# Work instructions
All the data should be repeated exactly. Any image in it is left out.
◇ ◇ ◇ ◇ ◇
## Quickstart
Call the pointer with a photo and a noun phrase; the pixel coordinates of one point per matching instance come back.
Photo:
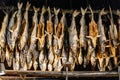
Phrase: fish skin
(3, 30)
(93, 30)
(50, 59)
(101, 64)
(40, 34)
(73, 38)
(35, 57)
(113, 30)
(33, 36)
(64, 56)
(59, 65)
(16, 28)
(56, 21)
(43, 66)
(49, 31)
(71, 60)
(83, 30)
(101, 31)
(41, 56)
(9, 28)
(80, 56)
(25, 25)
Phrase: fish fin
(35, 9)
(75, 13)
(28, 6)
(43, 10)
(20, 5)
(83, 11)
(56, 11)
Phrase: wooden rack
(39, 74)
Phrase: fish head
(60, 41)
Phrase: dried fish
(33, 37)
(40, 35)
(16, 28)
(80, 56)
(83, 30)
(10, 26)
(49, 31)
(3, 30)
(93, 30)
(101, 31)
(43, 66)
(35, 57)
(113, 31)
(73, 38)
(25, 25)
(71, 60)
(101, 60)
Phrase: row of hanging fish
(43, 45)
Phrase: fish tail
(14, 14)
(75, 13)
(28, 6)
(20, 5)
(35, 9)
(43, 10)
(56, 11)
(102, 12)
(83, 11)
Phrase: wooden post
(119, 72)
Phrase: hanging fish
(3, 30)
(73, 37)
(59, 36)
(41, 56)
(33, 36)
(40, 34)
(23, 62)
(101, 64)
(43, 66)
(113, 31)
(93, 30)
(35, 57)
(113, 51)
(49, 31)
(9, 56)
(80, 56)
(16, 60)
(50, 58)
(16, 28)
(83, 30)
(29, 60)
(25, 25)
(59, 65)
(71, 59)
(64, 56)
(9, 28)
(101, 31)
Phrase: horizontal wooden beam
(63, 73)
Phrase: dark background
(65, 4)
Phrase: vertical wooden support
(119, 72)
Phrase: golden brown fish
(49, 31)
(33, 36)
(9, 33)
(73, 37)
(16, 28)
(3, 30)
(93, 30)
(40, 34)
(25, 25)
(101, 31)
(83, 30)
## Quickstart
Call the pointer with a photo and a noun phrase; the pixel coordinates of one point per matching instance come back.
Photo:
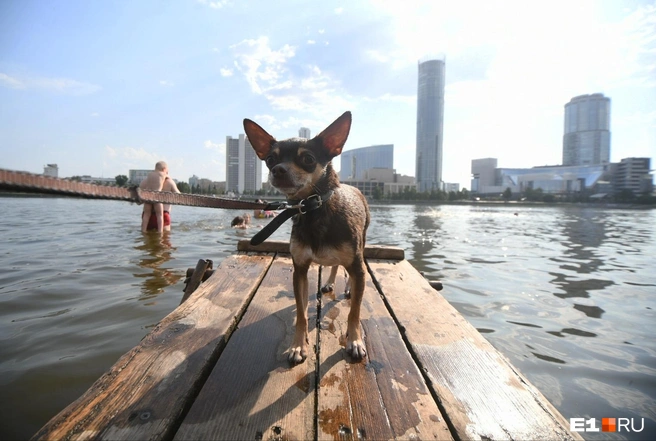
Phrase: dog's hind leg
(298, 351)
(330, 284)
(354, 343)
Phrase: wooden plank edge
(85, 411)
(282, 246)
(560, 424)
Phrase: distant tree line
(411, 194)
(538, 195)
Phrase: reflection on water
(566, 293)
(156, 250)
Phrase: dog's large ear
(334, 136)
(259, 138)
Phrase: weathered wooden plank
(253, 392)
(282, 246)
(481, 394)
(144, 395)
(383, 397)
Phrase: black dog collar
(291, 208)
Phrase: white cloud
(60, 85)
(133, 157)
(218, 4)
(262, 66)
(305, 89)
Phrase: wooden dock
(215, 367)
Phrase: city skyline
(430, 124)
(587, 137)
(101, 87)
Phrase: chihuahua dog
(332, 234)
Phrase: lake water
(567, 293)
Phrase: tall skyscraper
(243, 167)
(355, 162)
(304, 132)
(587, 130)
(430, 122)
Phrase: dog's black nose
(279, 171)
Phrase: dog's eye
(308, 159)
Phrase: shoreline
(607, 205)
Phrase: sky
(102, 87)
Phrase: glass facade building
(243, 167)
(587, 130)
(430, 122)
(355, 162)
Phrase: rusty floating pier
(215, 367)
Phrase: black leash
(291, 208)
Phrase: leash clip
(301, 205)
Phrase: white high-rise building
(587, 130)
(243, 167)
(430, 122)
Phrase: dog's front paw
(297, 354)
(356, 349)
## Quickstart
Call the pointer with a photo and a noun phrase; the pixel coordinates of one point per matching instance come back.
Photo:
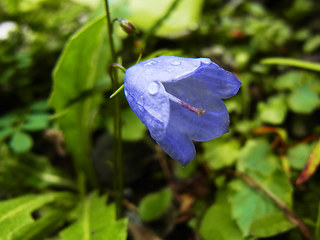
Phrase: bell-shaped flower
(179, 100)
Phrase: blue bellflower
(179, 100)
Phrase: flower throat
(199, 111)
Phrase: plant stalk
(117, 141)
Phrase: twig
(288, 212)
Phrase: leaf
(214, 152)
(132, 128)
(271, 224)
(81, 66)
(248, 203)
(292, 62)
(183, 19)
(16, 213)
(317, 232)
(36, 122)
(30, 172)
(217, 222)
(303, 100)
(255, 156)
(95, 220)
(44, 226)
(311, 166)
(6, 132)
(154, 205)
(274, 110)
(21, 142)
(299, 154)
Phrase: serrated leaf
(271, 224)
(217, 222)
(274, 110)
(81, 66)
(16, 213)
(155, 204)
(21, 142)
(303, 100)
(95, 220)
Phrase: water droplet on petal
(176, 63)
(153, 88)
(149, 63)
(206, 60)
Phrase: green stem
(292, 62)
(117, 142)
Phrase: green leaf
(183, 19)
(317, 230)
(16, 213)
(21, 142)
(248, 204)
(312, 44)
(30, 172)
(36, 122)
(255, 156)
(292, 62)
(303, 100)
(95, 220)
(8, 120)
(274, 110)
(154, 205)
(132, 128)
(215, 152)
(271, 224)
(299, 154)
(217, 222)
(6, 132)
(44, 226)
(80, 68)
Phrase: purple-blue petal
(177, 146)
(152, 109)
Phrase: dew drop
(176, 63)
(206, 60)
(149, 63)
(153, 88)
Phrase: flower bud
(126, 26)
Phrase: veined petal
(150, 103)
(163, 69)
(177, 145)
(212, 124)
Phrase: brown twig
(288, 212)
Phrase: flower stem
(117, 142)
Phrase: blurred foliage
(260, 180)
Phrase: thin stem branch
(117, 140)
(287, 211)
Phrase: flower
(179, 100)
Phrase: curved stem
(117, 141)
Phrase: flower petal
(149, 102)
(164, 68)
(177, 146)
(212, 124)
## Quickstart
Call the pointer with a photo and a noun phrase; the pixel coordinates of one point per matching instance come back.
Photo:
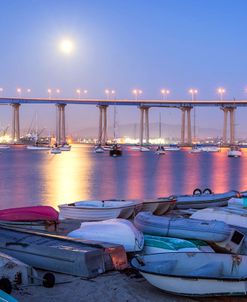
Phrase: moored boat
(200, 201)
(35, 217)
(4, 147)
(202, 274)
(38, 148)
(158, 206)
(115, 151)
(172, 147)
(160, 150)
(118, 231)
(65, 147)
(99, 149)
(210, 149)
(231, 216)
(98, 209)
(56, 150)
(144, 149)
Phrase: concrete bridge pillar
(186, 111)
(231, 111)
(102, 134)
(15, 122)
(144, 124)
(60, 124)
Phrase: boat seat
(165, 267)
(211, 269)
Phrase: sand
(113, 286)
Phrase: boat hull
(61, 254)
(181, 227)
(204, 200)
(202, 274)
(96, 211)
(118, 231)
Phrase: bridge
(227, 106)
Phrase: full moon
(66, 46)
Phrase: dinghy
(181, 227)
(202, 274)
(4, 297)
(200, 201)
(38, 148)
(158, 244)
(35, 217)
(17, 272)
(62, 254)
(159, 206)
(33, 213)
(118, 231)
(98, 210)
(231, 216)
◇ ◇ ◇ ◇ ◇
# Result for this exercise
## Quickstart
Call the pointer with a photo and a noun phrase; the pixel coordinates of one point per matching instance come back.
Photo:
Phrase: fish skin
(3, 30)
(93, 30)
(50, 59)
(101, 64)
(40, 34)
(73, 38)
(35, 57)
(113, 30)
(33, 36)
(64, 56)
(59, 65)
(16, 28)
(56, 21)
(43, 66)
(49, 31)
(71, 60)
(83, 30)
(101, 31)
(41, 56)
(9, 28)
(80, 56)
(25, 25)
Phrase: fish fin
(35, 9)
(75, 13)
(28, 6)
(43, 10)
(20, 5)
(83, 11)
(56, 11)
Phrase: wooden rack
(39, 74)
Phrase: fish head
(60, 41)
Phrase: dried fish
(33, 37)
(40, 35)
(16, 28)
(80, 56)
(83, 30)
(10, 26)
(49, 31)
(3, 30)
(93, 30)
(101, 31)
(43, 66)
(35, 57)
(113, 31)
(73, 38)
(25, 25)
(71, 60)
(101, 60)
Phrase: row of hanging fish
(43, 45)
Phrase: fish tail
(14, 14)
(75, 13)
(28, 6)
(20, 5)
(35, 9)
(43, 10)
(56, 11)
(102, 12)
(83, 11)
Phrase: wooden post
(119, 72)
Phrase: hanging fish
(3, 30)
(73, 37)
(59, 36)
(41, 56)
(33, 36)
(40, 34)
(23, 62)
(101, 64)
(43, 66)
(113, 31)
(93, 30)
(35, 57)
(113, 51)
(49, 31)
(9, 56)
(80, 56)
(16, 60)
(50, 58)
(16, 28)
(83, 30)
(29, 60)
(25, 25)
(59, 65)
(71, 59)
(64, 56)
(9, 28)
(101, 31)
Phrase: horizontal wooden beam
(63, 73)
Phrase: dark background
(65, 4)
Phrase: vertical wooden support
(119, 72)
Phrase: golden brown fish
(49, 31)
(33, 36)
(9, 33)
(73, 37)
(16, 28)
(3, 30)
(93, 30)
(40, 34)
(25, 25)
(101, 31)
(83, 30)
## Quickstart
Call the pointer with a photo and a noun phrase; the pixel coordinates of one point per matching instance come back.
Photo:
Phrase: dog's hind leg
(298, 351)
(330, 284)
(354, 343)
Phrase: wooden plank edge
(85, 411)
(282, 246)
(560, 424)
Phrase: distant tree line
(411, 194)
(538, 195)
Phrase: reflection on water
(566, 293)
(156, 250)
Phrase: dog's large ear
(334, 136)
(259, 138)
Phrase: weathered wooden plank
(253, 392)
(282, 246)
(481, 394)
(144, 395)
(383, 397)
Phrase: black dog collar
(291, 208)
Phrase: white cloud
(60, 85)
(133, 157)
(218, 4)
(262, 66)
(305, 89)
Phrase: wooden dock
(215, 367)
Phrase: city skyline
(430, 124)
(587, 137)
(101, 87)
Phrase: chihuahua dog
(332, 234)
Phrase: lake water
(567, 293)
Phrase: tall skyscraper
(243, 167)
(355, 162)
(304, 132)
(587, 130)
(430, 122)
Phrase: dog's black nose
(279, 171)
Phrase: dog's eye
(308, 159)
Phrase: shoreline
(607, 205)
Phrase: sky
(102, 87)
Phrase: glass facade building
(243, 167)
(587, 130)
(430, 122)
(355, 162)
Phrase: rusty floating pier
(215, 367)
Phrase: black leash
(291, 208)
Phrase: leash clip
(301, 205)
Phrase: white high-rise building
(587, 130)
(243, 167)
(430, 122)
Phrase: dog's front paw
(297, 354)
(356, 349)
## Quickstart
Call the pointer with a photo and a noun phrase; the pixel coordinates of one point per matching instance come back.
Photo:
Phrase: bell-shaped flower
(179, 100)
Phrase: blue bellflower
(179, 100)
Phrase: flower throat
(199, 111)
Phrase: plant stalk
(117, 141)
Phrase: twig
(288, 212)
Phrase: leaf
(214, 152)
(132, 128)
(271, 224)
(81, 66)
(248, 203)
(292, 62)
(183, 19)
(16, 213)
(317, 232)
(36, 122)
(30, 172)
(217, 222)
(303, 100)
(255, 156)
(95, 220)
(44, 226)
(311, 166)
(6, 132)
(154, 205)
(274, 110)
(21, 142)
(299, 154)
Phrase: serrated leaf
(271, 224)
(217, 222)
(274, 110)
(81, 66)
(16, 213)
(155, 204)
(21, 142)
(303, 100)
(95, 220)
Phrase: water droplet on petal
(176, 63)
(153, 88)
(149, 63)
(206, 60)
Phrase: green stem
(292, 62)
(117, 142)
Phrase: green leaf
(183, 19)
(317, 230)
(16, 213)
(21, 142)
(248, 204)
(312, 44)
(30, 172)
(36, 122)
(255, 156)
(292, 62)
(303, 100)
(95, 220)
(8, 120)
(274, 110)
(154, 205)
(132, 128)
(215, 152)
(271, 224)
(299, 154)
(217, 222)
(6, 132)
(44, 226)
(80, 68)
Phrase: purple-blue petal
(177, 146)
(152, 109)
Phrase: dew drop
(176, 63)
(206, 60)
(149, 63)
(153, 88)
Phrase: flower bud
(126, 26)
Phrase: veined petal
(150, 103)
(163, 69)
(177, 145)
(212, 124)
Phrase: brown twig
(288, 212)
Phrase: flower stem
(117, 142)
Phrase: blurred foliage
(260, 180)
Phrase: thin stem branch
(117, 140)
(287, 211)
Phrase: flower
(179, 100)
Phrase: curved stem
(117, 141)
Phrase: flower petal
(149, 102)
(164, 68)
(177, 146)
(212, 124)
## Quickstart
Call the pointer with a photo and a noun phrase; the pixel coordinates of one point per matching instance come back.
Photo:
Phrase: moored boat
(200, 201)
(35, 217)
(4, 147)
(202, 274)
(38, 148)
(158, 206)
(115, 151)
(172, 147)
(160, 150)
(118, 231)
(65, 147)
(99, 149)
(210, 149)
(231, 216)
(98, 209)
(56, 150)
(144, 149)
Phrase: concrete bridge pillar
(186, 111)
(231, 111)
(102, 134)
(15, 122)
(144, 124)
(60, 124)
Phrase: boat seat
(165, 267)
(211, 269)
Phrase: sand
(113, 286)
Phrase: boat hull
(61, 254)
(181, 227)
(204, 200)
(202, 274)
(96, 211)
(118, 231)
Phrase: bridge
(227, 106)
Phrase: full moon
(66, 46)
Phrase: dinghy
(181, 227)
(202, 274)
(4, 297)
(200, 201)
(38, 148)
(158, 244)
(35, 217)
(17, 272)
(62, 254)
(159, 206)
(33, 213)
(118, 231)
(98, 210)
(231, 216)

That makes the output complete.